[Work order]
From the entries below, copy every line that has the word "girl".
** Opening Raw data block **
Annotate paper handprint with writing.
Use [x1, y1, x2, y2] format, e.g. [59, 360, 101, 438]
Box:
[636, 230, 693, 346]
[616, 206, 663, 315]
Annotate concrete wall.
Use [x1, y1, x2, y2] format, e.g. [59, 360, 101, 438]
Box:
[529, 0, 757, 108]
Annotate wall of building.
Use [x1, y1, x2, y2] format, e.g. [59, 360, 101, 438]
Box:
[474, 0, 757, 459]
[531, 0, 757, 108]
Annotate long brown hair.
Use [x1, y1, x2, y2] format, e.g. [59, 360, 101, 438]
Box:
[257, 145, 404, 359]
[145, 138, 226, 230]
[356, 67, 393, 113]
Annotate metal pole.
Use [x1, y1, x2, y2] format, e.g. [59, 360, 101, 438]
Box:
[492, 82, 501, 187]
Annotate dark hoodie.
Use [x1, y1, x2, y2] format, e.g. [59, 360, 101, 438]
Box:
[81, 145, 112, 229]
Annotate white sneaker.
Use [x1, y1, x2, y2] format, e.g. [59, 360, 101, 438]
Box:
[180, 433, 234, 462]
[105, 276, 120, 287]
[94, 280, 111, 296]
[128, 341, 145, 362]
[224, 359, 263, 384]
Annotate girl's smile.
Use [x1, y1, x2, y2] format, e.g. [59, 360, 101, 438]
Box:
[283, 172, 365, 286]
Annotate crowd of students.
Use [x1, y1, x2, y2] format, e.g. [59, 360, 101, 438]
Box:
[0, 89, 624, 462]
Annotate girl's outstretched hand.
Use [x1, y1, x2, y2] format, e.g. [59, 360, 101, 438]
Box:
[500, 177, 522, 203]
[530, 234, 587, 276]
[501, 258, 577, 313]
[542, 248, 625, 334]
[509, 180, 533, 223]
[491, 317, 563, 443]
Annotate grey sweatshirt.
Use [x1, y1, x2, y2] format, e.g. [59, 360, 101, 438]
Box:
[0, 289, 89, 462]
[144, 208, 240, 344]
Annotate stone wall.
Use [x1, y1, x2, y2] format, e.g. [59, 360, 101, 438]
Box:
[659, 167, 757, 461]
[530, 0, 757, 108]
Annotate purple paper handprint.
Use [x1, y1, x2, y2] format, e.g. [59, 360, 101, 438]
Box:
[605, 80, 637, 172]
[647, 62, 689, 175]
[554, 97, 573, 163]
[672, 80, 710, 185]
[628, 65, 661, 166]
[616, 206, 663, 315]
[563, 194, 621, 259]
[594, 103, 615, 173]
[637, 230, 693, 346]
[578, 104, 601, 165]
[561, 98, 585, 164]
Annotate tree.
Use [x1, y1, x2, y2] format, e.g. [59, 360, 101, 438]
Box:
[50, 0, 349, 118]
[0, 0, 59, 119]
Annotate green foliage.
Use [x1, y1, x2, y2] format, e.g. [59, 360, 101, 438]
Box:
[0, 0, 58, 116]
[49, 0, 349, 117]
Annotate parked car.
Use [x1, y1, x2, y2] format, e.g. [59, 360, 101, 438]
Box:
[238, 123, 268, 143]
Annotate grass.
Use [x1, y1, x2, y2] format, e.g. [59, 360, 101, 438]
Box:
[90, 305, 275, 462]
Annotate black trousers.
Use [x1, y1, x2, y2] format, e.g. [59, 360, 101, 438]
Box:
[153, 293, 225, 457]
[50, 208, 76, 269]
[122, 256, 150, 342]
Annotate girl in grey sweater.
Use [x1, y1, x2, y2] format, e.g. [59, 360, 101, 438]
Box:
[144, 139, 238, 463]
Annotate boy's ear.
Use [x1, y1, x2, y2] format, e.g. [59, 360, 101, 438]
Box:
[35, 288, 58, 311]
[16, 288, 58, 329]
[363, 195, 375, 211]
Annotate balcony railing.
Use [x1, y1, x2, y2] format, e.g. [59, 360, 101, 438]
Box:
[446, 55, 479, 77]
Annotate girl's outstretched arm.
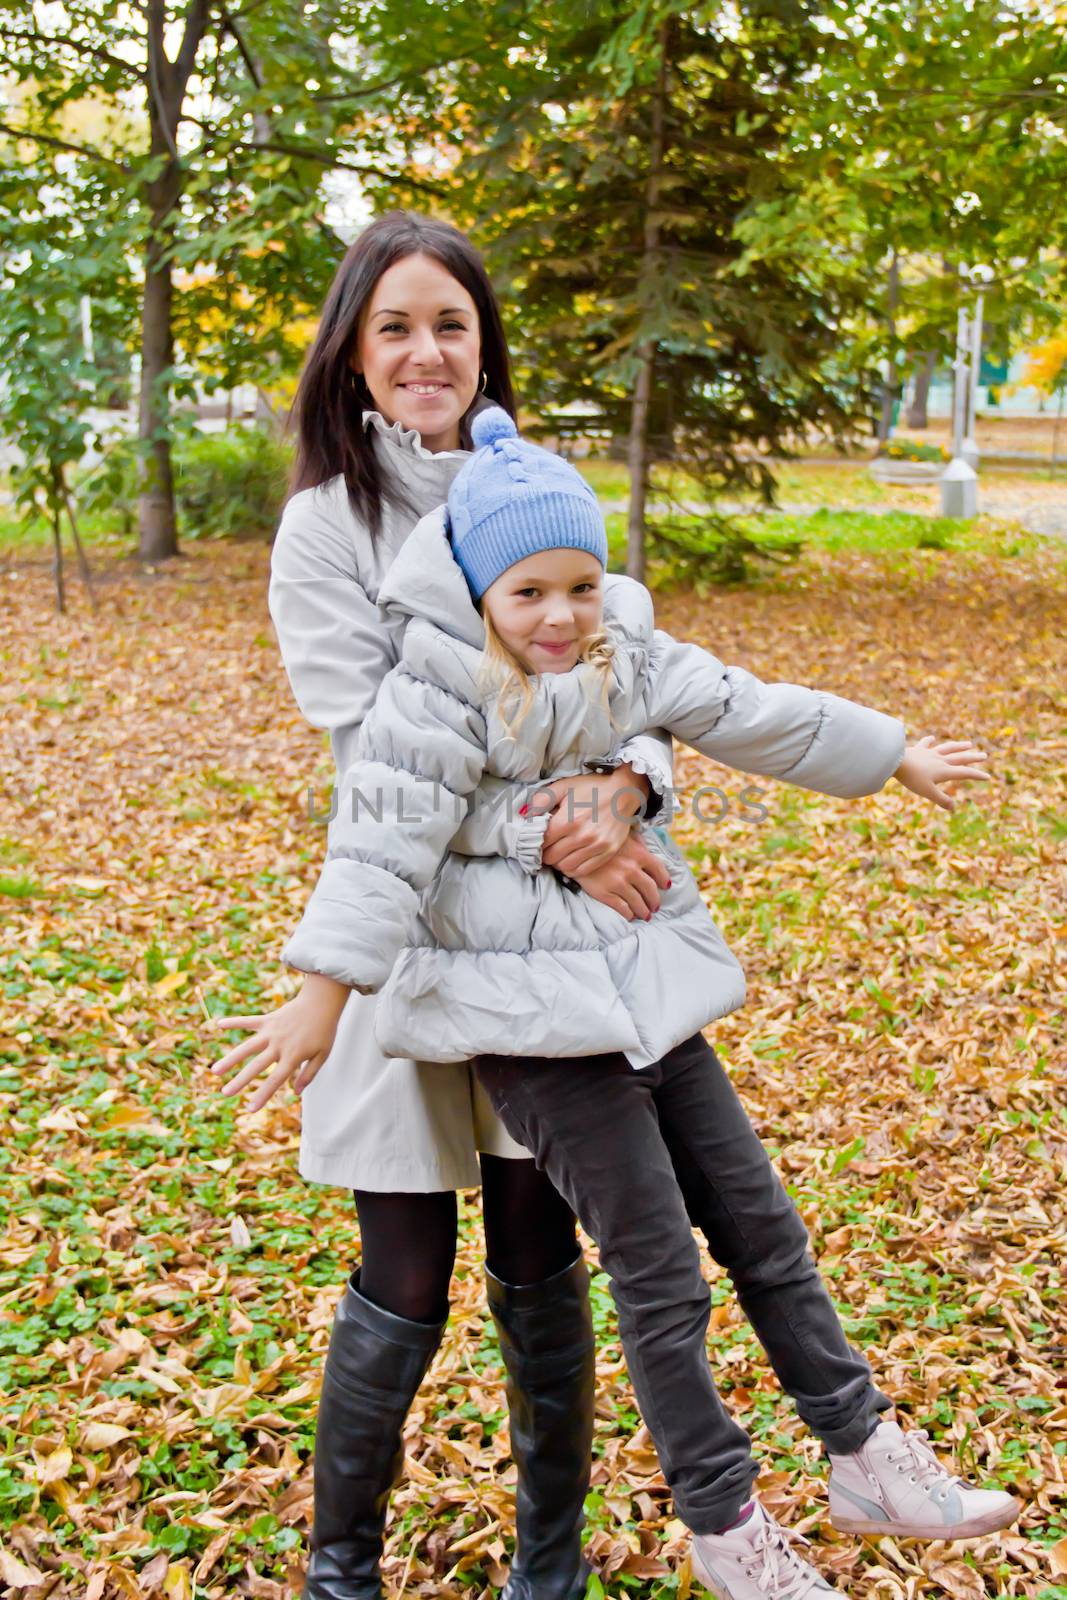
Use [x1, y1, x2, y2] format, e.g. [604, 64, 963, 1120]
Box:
[644, 629, 907, 798]
[644, 632, 990, 808]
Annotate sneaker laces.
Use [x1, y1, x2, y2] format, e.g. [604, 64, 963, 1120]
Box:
[741, 1517, 827, 1598]
[884, 1428, 959, 1497]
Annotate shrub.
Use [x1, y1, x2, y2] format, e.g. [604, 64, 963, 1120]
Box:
[175, 425, 292, 541]
[605, 510, 802, 588]
[882, 438, 947, 463]
[79, 423, 293, 543]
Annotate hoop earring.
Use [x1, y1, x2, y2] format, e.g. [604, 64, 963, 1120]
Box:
[479, 370, 488, 394]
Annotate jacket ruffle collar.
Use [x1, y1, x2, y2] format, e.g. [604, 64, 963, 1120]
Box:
[363, 410, 471, 466]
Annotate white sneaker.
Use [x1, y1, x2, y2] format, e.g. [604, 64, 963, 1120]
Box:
[828, 1420, 1020, 1539]
[692, 1503, 836, 1599]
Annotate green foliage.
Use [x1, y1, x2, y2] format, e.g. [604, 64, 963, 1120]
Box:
[640, 512, 803, 589]
[175, 427, 292, 542]
[75, 426, 291, 544]
[377, 2, 873, 509]
[0, 157, 134, 541]
[736, 0, 1067, 395]
[0, 0, 405, 555]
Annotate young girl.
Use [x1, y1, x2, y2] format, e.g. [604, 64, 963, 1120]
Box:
[216, 410, 1017, 1598]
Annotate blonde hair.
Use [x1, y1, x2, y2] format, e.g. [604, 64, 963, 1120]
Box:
[480, 607, 617, 743]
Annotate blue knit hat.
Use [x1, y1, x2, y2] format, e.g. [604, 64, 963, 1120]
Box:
[447, 408, 608, 600]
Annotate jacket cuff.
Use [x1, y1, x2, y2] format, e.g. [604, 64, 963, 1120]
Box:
[582, 749, 675, 824]
[510, 809, 551, 874]
[281, 857, 416, 990]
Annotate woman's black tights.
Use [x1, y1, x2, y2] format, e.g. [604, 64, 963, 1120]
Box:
[354, 1154, 579, 1324]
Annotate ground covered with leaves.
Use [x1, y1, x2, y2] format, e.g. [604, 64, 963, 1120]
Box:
[0, 526, 1063, 1599]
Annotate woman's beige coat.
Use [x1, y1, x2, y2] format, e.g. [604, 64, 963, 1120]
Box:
[267, 412, 673, 1189]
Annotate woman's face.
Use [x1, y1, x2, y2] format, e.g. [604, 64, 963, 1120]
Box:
[482, 549, 604, 676]
[353, 253, 481, 453]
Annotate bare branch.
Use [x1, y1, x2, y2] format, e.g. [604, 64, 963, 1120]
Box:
[174, 0, 212, 88]
[147, 0, 181, 159]
[218, 4, 262, 88]
[0, 120, 132, 172]
[0, 23, 145, 80]
[229, 136, 448, 195]
[219, 0, 274, 22]
[304, 48, 495, 106]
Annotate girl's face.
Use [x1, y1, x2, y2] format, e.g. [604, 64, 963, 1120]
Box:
[353, 253, 481, 453]
[482, 550, 604, 675]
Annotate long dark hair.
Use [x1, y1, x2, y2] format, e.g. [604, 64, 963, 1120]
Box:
[290, 212, 516, 535]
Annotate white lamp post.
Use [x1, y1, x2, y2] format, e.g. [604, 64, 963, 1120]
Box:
[960, 292, 984, 469]
[960, 265, 993, 470]
[941, 303, 977, 518]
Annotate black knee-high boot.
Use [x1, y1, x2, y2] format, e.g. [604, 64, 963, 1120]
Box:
[304, 1270, 445, 1600]
[488, 1255, 595, 1600]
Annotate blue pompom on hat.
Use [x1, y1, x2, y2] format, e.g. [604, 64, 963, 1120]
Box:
[447, 407, 608, 599]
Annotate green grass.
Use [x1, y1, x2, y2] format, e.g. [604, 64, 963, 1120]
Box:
[0, 875, 47, 898]
[573, 459, 634, 498]
[0, 504, 130, 555]
[739, 506, 1045, 559]
[577, 455, 1061, 509]
[602, 505, 1046, 581]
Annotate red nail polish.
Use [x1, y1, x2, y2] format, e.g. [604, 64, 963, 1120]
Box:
[519, 805, 528, 816]
[666, 879, 672, 887]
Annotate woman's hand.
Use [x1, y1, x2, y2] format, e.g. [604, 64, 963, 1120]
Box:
[569, 831, 672, 921]
[534, 765, 653, 878]
[207, 973, 350, 1111]
[893, 736, 989, 811]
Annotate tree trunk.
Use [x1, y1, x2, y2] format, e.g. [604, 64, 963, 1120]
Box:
[625, 25, 669, 584]
[137, 0, 209, 563]
[138, 224, 179, 560]
[61, 477, 98, 610]
[1052, 384, 1064, 476]
[876, 250, 900, 445]
[625, 347, 655, 583]
[49, 482, 66, 615]
[906, 352, 936, 428]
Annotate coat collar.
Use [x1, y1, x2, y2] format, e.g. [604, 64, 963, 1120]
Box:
[361, 411, 472, 522]
[376, 505, 486, 647]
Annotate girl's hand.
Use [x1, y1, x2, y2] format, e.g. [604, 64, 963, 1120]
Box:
[535, 765, 653, 877]
[570, 831, 672, 921]
[207, 974, 350, 1112]
[893, 736, 989, 811]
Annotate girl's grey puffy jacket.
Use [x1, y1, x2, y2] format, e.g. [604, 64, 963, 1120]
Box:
[284, 508, 906, 1069]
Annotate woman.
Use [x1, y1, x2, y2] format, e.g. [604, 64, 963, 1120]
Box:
[240, 211, 675, 1600]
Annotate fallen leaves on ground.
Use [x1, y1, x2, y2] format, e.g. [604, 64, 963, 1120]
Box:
[0, 532, 1063, 1598]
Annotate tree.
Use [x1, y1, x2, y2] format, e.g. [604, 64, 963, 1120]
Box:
[734, 0, 1067, 445]
[0, 151, 133, 607]
[368, 0, 881, 579]
[0, 0, 445, 560]
[1016, 332, 1067, 470]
** Closing Raw data block **
[Final answer]
Annotate girl's smile.
Annotate girl's outstretched hand.
Annotate girl in grey sweater.
Annotate girl's outstretched arm.
Annotate young girl.
Annotate girl's face.
Annotate girl's hand.
Annotate girl's grey puffy jacket.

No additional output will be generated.